Segment Open

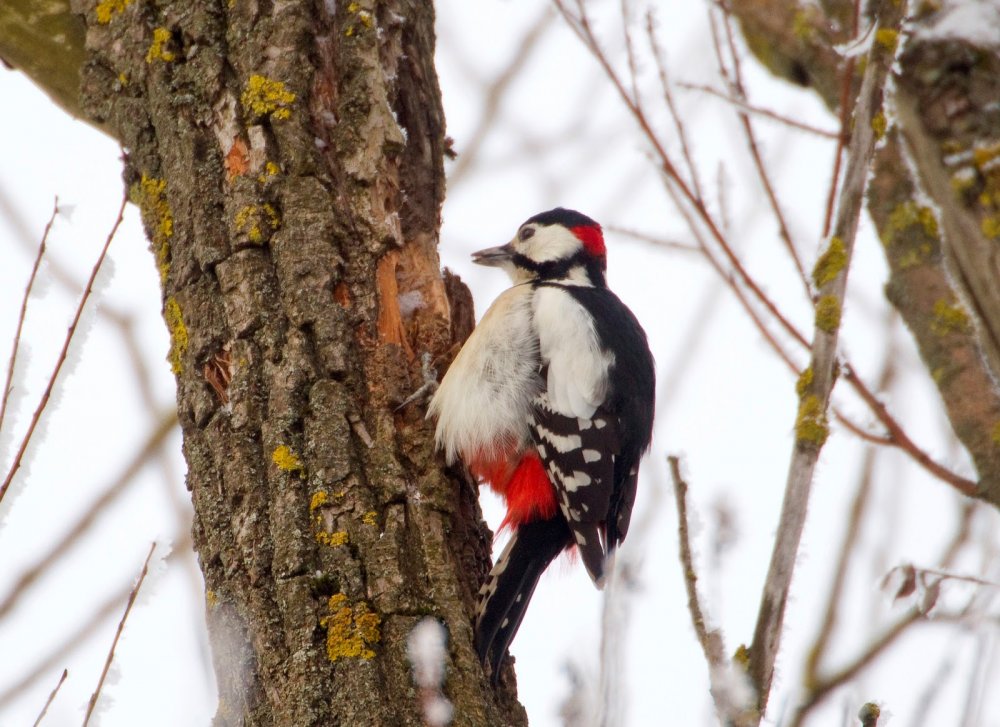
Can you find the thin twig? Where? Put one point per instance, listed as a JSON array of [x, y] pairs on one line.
[[811, 422], [899, 438], [845, 119], [851, 670], [52, 696], [852, 533], [9, 383], [118, 632], [59, 654], [668, 98], [43, 402], [759, 110], [733, 704], [736, 84], [710, 641], [682, 193], [72, 534], [653, 240]]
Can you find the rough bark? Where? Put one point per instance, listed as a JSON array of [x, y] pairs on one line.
[[287, 160], [943, 269]]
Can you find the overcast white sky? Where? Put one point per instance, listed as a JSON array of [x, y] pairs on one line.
[[726, 402]]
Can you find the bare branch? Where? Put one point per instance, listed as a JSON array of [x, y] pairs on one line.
[[43, 402], [118, 632], [72, 533], [9, 383], [760, 110], [52, 696], [811, 421], [734, 707]]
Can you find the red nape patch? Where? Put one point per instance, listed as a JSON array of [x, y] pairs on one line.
[[529, 493], [592, 239]]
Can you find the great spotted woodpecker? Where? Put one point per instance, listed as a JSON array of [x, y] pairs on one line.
[[550, 401]]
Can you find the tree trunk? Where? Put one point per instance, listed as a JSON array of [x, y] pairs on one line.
[[943, 263], [287, 160]]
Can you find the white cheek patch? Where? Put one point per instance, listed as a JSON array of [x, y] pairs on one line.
[[552, 242]]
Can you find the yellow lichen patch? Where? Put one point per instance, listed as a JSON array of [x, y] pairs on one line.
[[157, 49], [984, 156], [178, 334], [742, 656], [150, 194], [270, 170], [830, 263], [365, 19], [879, 125], [264, 96], [887, 38], [350, 631], [907, 214], [949, 318], [802, 26], [828, 313], [319, 498], [258, 222], [810, 423], [334, 540], [804, 381], [107, 9], [286, 459]]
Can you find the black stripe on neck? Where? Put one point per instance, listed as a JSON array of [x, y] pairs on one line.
[[552, 270]]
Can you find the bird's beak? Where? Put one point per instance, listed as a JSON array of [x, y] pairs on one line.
[[494, 256]]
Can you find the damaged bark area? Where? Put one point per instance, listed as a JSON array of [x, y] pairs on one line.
[[287, 160]]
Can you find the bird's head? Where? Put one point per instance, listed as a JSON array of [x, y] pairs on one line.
[[560, 245]]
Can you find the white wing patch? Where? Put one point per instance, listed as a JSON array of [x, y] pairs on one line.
[[577, 367], [484, 401]]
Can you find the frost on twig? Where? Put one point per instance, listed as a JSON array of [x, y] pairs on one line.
[[811, 426], [731, 689], [427, 650]]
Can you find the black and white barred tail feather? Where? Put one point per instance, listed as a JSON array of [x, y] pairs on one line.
[[504, 597]]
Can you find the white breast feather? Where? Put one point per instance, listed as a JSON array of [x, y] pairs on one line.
[[483, 402], [578, 369]]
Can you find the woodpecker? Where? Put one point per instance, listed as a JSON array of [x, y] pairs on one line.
[[550, 402]]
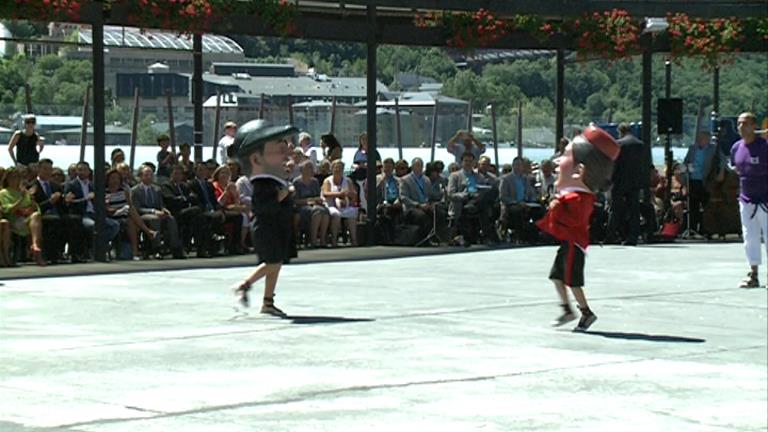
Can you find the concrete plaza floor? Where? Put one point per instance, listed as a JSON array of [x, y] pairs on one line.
[[439, 343]]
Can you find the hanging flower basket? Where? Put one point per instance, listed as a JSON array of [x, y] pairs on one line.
[[198, 16], [465, 30], [611, 35], [278, 14], [42, 10], [713, 41]]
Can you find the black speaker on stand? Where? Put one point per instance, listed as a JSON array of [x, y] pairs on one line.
[[670, 116], [669, 112]]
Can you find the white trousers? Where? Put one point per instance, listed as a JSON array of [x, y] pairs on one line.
[[754, 225]]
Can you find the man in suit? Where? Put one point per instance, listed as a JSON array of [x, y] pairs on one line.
[[148, 200], [78, 196], [514, 192], [469, 193], [177, 196], [49, 197], [389, 208], [415, 191], [628, 181], [202, 193], [700, 160]]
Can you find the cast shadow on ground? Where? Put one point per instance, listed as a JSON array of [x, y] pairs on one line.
[[644, 337], [314, 319]]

Segment Closed

What you will do — Using the records above, copy exactly and only the lines from the line with "Can you find the white breast" through the end, both included; leave every picture out.

Response area —
Can you find the white breast feather? Where? Put one point per instance, listed as a JSON array of [x, y] pairs on one line.
[[483, 402], [578, 369]]
Can you find the woodpecker? Where? Put one point per instance, listed as a JSON array of [x, y] pairs on one line.
[[550, 402]]
Can you find the concrete plaza floor? Where? Put one point per instance, listed as a JSON array of [x, y] pairs on one line.
[[439, 343]]
Can you find the hanging flower basket? Where? Put one point per instance, listed as a JSON array of [x, y] pairs on one line.
[[198, 16], [465, 30], [611, 35], [278, 14], [42, 10], [713, 41]]
Can you find the black speaker on stand? Where? Put one point per instance, listed as a JSON array of [x, y] pairs on one line.
[[670, 116], [669, 112]]
Can you find the white trousers? Where? Put one point per instance, listed as a JSON array of [x, y] pairs on one line.
[[754, 225]]
Can you find the man in suit? Where? Put one point per instance, listed as a JSON array of [x, y] pairs on one line.
[[148, 200], [78, 196], [514, 192], [469, 193], [177, 196], [49, 197], [389, 208], [415, 191], [628, 181], [202, 193], [700, 160]]
Can you find the cast shadow on ground? Where? Put one point per instance, listed as a JSON array of [x, y] pairs on one line.
[[644, 337], [314, 319]]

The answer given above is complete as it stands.